What to work on
Gather each line in the entries below that contains the word "mountain", and copy those lines unchanged. Match case exactly.

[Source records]
^^^^^^^^

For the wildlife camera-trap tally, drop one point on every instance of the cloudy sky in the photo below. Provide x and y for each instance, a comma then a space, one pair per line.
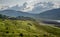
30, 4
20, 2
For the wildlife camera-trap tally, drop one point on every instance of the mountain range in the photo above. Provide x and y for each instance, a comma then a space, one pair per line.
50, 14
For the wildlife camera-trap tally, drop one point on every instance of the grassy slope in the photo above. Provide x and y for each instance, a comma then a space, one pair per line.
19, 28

^^^^^^^^

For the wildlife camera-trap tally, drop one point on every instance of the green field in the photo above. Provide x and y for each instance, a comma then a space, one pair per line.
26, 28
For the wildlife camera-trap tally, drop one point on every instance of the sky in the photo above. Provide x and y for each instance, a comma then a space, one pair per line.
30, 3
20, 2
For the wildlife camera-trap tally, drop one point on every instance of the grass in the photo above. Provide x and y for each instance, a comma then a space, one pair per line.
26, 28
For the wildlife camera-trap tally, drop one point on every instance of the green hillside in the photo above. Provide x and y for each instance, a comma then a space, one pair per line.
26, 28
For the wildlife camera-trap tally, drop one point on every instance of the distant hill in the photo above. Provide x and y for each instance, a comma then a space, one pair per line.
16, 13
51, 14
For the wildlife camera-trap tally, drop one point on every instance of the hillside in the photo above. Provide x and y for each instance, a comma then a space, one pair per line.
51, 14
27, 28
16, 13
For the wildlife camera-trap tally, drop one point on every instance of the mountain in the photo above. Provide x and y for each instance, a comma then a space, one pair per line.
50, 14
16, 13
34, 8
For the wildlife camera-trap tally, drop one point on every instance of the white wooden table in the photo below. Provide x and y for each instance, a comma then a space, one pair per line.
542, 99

^^^^^^^^

The answer
For the wildlife camera-trap tally, drop one point on every instance of the mountain range in the photo above. Provide x and y for each instance, a comma then a space, one pair per line.
For the wildlife camera-trap tally, drop one point on every instance of the mountain in the photo above. Provide x and y for each instance, a comma then a space, one pair per line.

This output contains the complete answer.